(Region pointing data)
◆ ◆ ◆ ◆ ◆

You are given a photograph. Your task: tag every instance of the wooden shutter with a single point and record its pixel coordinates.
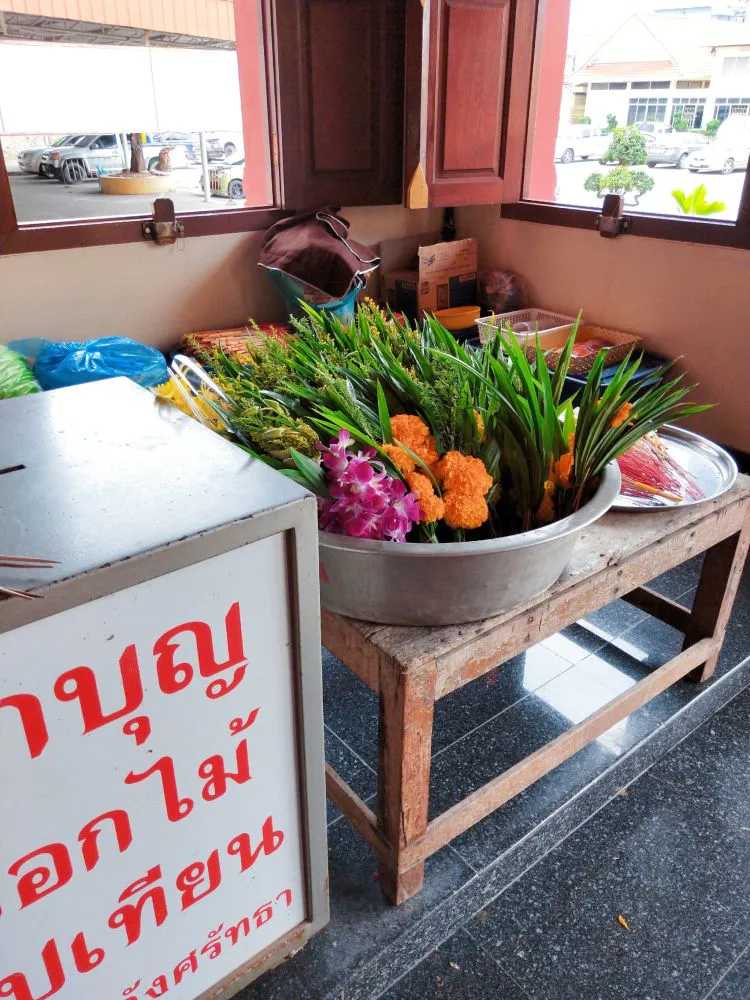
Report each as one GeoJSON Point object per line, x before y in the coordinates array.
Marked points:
{"type": "Point", "coordinates": [339, 67]}
{"type": "Point", "coordinates": [456, 89]}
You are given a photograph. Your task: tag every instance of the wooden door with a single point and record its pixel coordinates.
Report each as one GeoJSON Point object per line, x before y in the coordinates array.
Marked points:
{"type": "Point", "coordinates": [339, 66]}
{"type": "Point", "coordinates": [457, 66]}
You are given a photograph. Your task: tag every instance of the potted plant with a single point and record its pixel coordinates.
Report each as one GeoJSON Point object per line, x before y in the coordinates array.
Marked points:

◆ ◆ ◆ ◆ ◆

**Activity:** Copy out each line from the preceding entries that mentions the word "task".

**Answer space:**
You are given a photograph. Your task: tag every instance of the wooden shutter with a single point and record its pixel coordinates.
You are given a photograph. Your task: tag every instance of the wooden door with a single point and record its pixel coordinates.
You are given a photograph. Your task: tag every instance of the potted plant with a single point and record its pixel coordinates.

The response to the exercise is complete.